• **Problem to work on**:
Reproduce every one of the following records verbatim, line for line.

• **Dataset excerpts**:
__________________________________________________
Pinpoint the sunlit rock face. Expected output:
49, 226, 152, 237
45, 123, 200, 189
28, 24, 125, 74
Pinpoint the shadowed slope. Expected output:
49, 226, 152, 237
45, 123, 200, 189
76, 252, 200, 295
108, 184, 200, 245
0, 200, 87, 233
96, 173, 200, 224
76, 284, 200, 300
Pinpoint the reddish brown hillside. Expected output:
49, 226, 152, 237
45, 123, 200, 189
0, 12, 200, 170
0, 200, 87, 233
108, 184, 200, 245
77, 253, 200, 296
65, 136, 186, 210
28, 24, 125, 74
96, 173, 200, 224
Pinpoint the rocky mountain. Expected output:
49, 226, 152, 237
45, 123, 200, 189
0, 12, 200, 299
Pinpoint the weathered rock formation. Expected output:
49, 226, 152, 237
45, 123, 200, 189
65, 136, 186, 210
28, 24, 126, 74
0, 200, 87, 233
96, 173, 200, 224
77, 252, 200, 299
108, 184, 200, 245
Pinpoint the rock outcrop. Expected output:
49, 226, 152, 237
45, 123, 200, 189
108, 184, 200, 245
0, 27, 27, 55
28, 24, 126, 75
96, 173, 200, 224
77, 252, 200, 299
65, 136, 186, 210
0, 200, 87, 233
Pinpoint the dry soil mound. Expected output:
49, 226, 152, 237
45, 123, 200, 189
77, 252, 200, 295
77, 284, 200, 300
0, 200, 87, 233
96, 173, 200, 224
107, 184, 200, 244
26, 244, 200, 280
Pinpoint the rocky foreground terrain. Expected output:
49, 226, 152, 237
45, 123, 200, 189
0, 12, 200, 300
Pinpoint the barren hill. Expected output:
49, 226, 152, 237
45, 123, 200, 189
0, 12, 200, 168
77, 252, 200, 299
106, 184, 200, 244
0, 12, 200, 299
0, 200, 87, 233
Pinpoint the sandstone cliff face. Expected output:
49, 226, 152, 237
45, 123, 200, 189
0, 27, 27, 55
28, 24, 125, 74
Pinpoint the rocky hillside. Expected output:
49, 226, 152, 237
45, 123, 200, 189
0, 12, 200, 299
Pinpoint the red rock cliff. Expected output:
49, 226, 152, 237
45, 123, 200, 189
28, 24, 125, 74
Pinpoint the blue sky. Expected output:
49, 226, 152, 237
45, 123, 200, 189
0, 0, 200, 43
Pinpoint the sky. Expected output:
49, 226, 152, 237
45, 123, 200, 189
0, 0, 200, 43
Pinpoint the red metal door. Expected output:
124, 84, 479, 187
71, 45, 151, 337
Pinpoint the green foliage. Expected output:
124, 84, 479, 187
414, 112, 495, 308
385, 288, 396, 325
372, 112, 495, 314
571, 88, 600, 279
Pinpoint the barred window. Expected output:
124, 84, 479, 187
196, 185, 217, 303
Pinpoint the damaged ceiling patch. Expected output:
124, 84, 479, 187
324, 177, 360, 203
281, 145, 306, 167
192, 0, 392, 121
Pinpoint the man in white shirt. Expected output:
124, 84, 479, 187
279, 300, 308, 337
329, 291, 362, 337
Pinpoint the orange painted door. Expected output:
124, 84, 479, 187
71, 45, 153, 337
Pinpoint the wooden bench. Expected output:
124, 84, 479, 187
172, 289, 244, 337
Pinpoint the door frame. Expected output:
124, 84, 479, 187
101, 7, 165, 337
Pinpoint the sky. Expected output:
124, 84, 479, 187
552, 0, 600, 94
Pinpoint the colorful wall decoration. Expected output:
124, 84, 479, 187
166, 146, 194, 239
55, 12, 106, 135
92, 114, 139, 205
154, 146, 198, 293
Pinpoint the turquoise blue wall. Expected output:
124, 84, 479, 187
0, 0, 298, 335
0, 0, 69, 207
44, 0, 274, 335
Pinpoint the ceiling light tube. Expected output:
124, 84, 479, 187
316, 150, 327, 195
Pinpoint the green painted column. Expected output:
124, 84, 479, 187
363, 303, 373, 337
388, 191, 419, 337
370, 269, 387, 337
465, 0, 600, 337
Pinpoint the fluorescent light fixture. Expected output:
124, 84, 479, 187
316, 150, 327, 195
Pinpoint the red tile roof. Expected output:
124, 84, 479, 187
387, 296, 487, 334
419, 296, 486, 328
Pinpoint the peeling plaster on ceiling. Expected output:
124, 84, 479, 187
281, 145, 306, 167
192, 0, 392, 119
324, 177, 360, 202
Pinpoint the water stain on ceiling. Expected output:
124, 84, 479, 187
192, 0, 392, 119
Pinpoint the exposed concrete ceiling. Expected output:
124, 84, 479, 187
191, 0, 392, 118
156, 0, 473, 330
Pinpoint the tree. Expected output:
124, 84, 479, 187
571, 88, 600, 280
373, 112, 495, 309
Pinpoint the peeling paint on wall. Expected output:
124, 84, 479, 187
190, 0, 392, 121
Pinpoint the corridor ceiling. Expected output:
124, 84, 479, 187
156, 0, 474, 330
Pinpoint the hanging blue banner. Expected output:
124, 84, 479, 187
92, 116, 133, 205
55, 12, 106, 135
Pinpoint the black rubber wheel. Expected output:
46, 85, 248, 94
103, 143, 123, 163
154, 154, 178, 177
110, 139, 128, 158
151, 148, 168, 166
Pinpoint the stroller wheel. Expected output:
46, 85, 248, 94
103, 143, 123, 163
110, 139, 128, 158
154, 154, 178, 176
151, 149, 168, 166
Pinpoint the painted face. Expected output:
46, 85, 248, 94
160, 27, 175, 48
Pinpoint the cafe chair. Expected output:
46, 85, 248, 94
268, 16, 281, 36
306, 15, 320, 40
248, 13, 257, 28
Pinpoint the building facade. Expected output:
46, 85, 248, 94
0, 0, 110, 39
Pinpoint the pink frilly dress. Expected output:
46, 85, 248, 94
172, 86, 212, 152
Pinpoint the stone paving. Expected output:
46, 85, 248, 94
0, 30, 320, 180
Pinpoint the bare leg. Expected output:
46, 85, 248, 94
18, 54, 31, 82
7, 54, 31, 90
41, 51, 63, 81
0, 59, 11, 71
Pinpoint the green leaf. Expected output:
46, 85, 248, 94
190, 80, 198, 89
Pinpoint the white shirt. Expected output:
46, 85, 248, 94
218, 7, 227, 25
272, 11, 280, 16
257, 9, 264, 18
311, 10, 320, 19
__________________________________________________
• **Result of this task**:
Pinpoint the sunlit rock face. Expected output:
49, 226, 152, 237
45, 123, 200, 189
28, 24, 125, 74
Pinpoint the shadowed slope. Expected output:
49, 226, 152, 237
45, 123, 200, 189
76, 252, 200, 295
108, 184, 200, 245
0, 200, 87, 233
96, 173, 200, 224
76, 284, 200, 300
Pinpoint the reddish brown hillside. Expected output:
49, 226, 152, 237
45, 123, 200, 189
0, 12, 200, 170
0, 200, 87, 233
108, 184, 200, 245
77, 253, 200, 296
65, 136, 186, 210
28, 24, 125, 74
96, 173, 200, 224
Pinpoint the rocky mountain. Expected output:
49, 226, 152, 237
45, 123, 200, 189
0, 12, 200, 299
Pinpoint the weathered rock formation. Expected output:
49, 226, 152, 237
45, 123, 200, 189
65, 136, 186, 210
28, 24, 126, 74
0, 200, 87, 233
96, 173, 200, 224
77, 252, 200, 299
108, 184, 200, 245
Pinpoint the rock outcrop. Expected output:
49, 226, 152, 237
45, 123, 200, 189
108, 184, 200, 245
0, 27, 27, 55
28, 24, 126, 75
96, 173, 200, 224
77, 252, 200, 299
65, 136, 186, 210
0, 200, 87, 233
Pinpoint the dry soil mound. Expected output:
49, 226, 152, 237
45, 123, 200, 189
77, 252, 200, 295
77, 284, 200, 300
0, 200, 87, 233
96, 173, 200, 224
107, 184, 200, 244
26, 244, 200, 280
Pinpoint the rocky foreground terrain. Expected output:
49, 226, 152, 237
45, 123, 200, 189
0, 12, 200, 300
Pinpoint the barren hill. Expected output:
49, 226, 152, 237
45, 123, 200, 189
0, 12, 200, 168
77, 252, 200, 299
106, 184, 200, 244
0, 12, 200, 299
0, 200, 87, 233
Pinpoint the sandstone cliff face. Expected output:
49, 226, 152, 237
45, 123, 200, 189
0, 27, 27, 55
28, 24, 125, 74
Pinpoint the rocky hillside. Expected output:
49, 226, 152, 237
45, 123, 200, 189
0, 12, 200, 299
Pinpoint the red rock cliff. Expected output:
49, 226, 152, 237
45, 123, 200, 189
28, 24, 125, 74
Pinpoint the blue sky. Expected output:
49, 226, 152, 237
45, 123, 200, 189
0, 0, 200, 43
Pinpoint the sky. Expected output:
49, 226, 152, 237
45, 123, 200, 189
0, 0, 200, 43
Pinpoint the red metal door. Expected output:
124, 84, 479, 187
71, 45, 151, 337
Pinpoint the green foliage. Expected output:
124, 84, 479, 187
414, 112, 495, 308
385, 288, 396, 325
372, 112, 495, 314
571, 88, 600, 279
Pinpoint the barred window. Expected output:
124, 84, 479, 187
196, 185, 217, 303
Pinpoint the damaged ceiling patch. Expected output:
124, 84, 479, 187
324, 177, 360, 203
281, 145, 306, 167
192, 0, 392, 121
Pinpoint the man in white shirt. Expected output:
124, 84, 479, 187
279, 300, 308, 337
329, 291, 362, 337
Pinpoint the orange painted door. Expected output:
124, 84, 479, 187
71, 45, 153, 337
Pinpoint the wooden bench. Expected output:
124, 84, 479, 187
172, 289, 244, 337
Pinpoint the door frame. Expected output:
124, 84, 479, 187
101, 7, 165, 337
Pinpoint the sky. Expected output:
124, 84, 479, 187
552, 0, 600, 94
Pinpoint the colorful wall decoration. Expected output:
124, 84, 479, 187
166, 146, 194, 239
55, 12, 106, 135
92, 114, 139, 205
154, 146, 198, 293
Pinpoint the turquoise blue wall. Expected output:
124, 84, 479, 187
0, 0, 298, 335
0, 0, 69, 207
44, 0, 274, 335
Pinpoint the ceiling light tube. Expected output:
124, 84, 479, 187
316, 150, 327, 195
Pinpoint the green painted column. Expected output:
124, 84, 479, 187
363, 303, 373, 337
388, 191, 419, 337
370, 269, 387, 337
465, 0, 600, 337
Pinpoint the fluorescent light fixture. Expected output:
124, 84, 479, 187
316, 150, 327, 195
Pinpoint the red tile roof. Expected output:
124, 84, 479, 187
387, 296, 487, 334
419, 296, 486, 328
Pinpoint the peeling plaster on ceiling. Expected output:
124, 84, 479, 187
281, 145, 306, 167
192, 0, 392, 119
324, 177, 360, 202
Pinpoint the water stain on ceiling. Expected output:
124, 84, 479, 187
192, 0, 392, 119
Pinpoint the exposed concrete ceiling. Expected output:
124, 84, 479, 187
191, 0, 392, 118
156, 0, 473, 330
Pinpoint the tree. Expected output:
124, 84, 479, 187
571, 88, 600, 280
373, 112, 495, 309
Pinpoint the peeling paint on wall. Expected output:
124, 84, 479, 187
190, 0, 392, 121
Pinpoint the corridor ceiling. Expected output:
124, 84, 479, 187
156, 0, 474, 330
Pinpoint the hanging blue banner. Expected output:
124, 84, 479, 187
92, 116, 133, 205
55, 12, 106, 135
Pinpoint the black rubber wheel. Expected output:
46, 85, 248, 94
103, 143, 123, 163
154, 154, 178, 177
110, 139, 128, 158
151, 148, 168, 166
Pinpoint the stroller wheel. Expected output:
46, 85, 248, 94
103, 143, 123, 163
110, 139, 128, 158
154, 154, 178, 176
151, 149, 168, 166
Pinpoint the painted face. Expected output:
46, 85, 248, 94
160, 27, 175, 48
Pinpoint the cafe chair. Expected output:
46, 85, 248, 94
268, 16, 281, 36
306, 15, 320, 40
248, 13, 257, 28
Pinpoint the building facade. Expected output:
46, 85, 248, 94
0, 0, 110, 39
Pinpoint the pink frilly dress. Expected output:
46, 85, 248, 94
172, 86, 212, 152
Pinpoint the stone paving. Expected output:
46, 85, 248, 94
0, 30, 320, 180
Pinpoint the bare leg. Expected output:
46, 85, 248, 94
18, 54, 31, 82
7, 54, 31, 90
41, 51, 63, 81
0, 59, 11, 71
Pinpoint the green leaf. Expected output:
46, 85, 248, 94
190, 80, 198, 89
Pinpoint the white shirt. Expected output:
46, 85, 248, 94
218, 7, 227, 25
272, 11, 280, 16
257, 9, 264, 18
311, 10, 320, 19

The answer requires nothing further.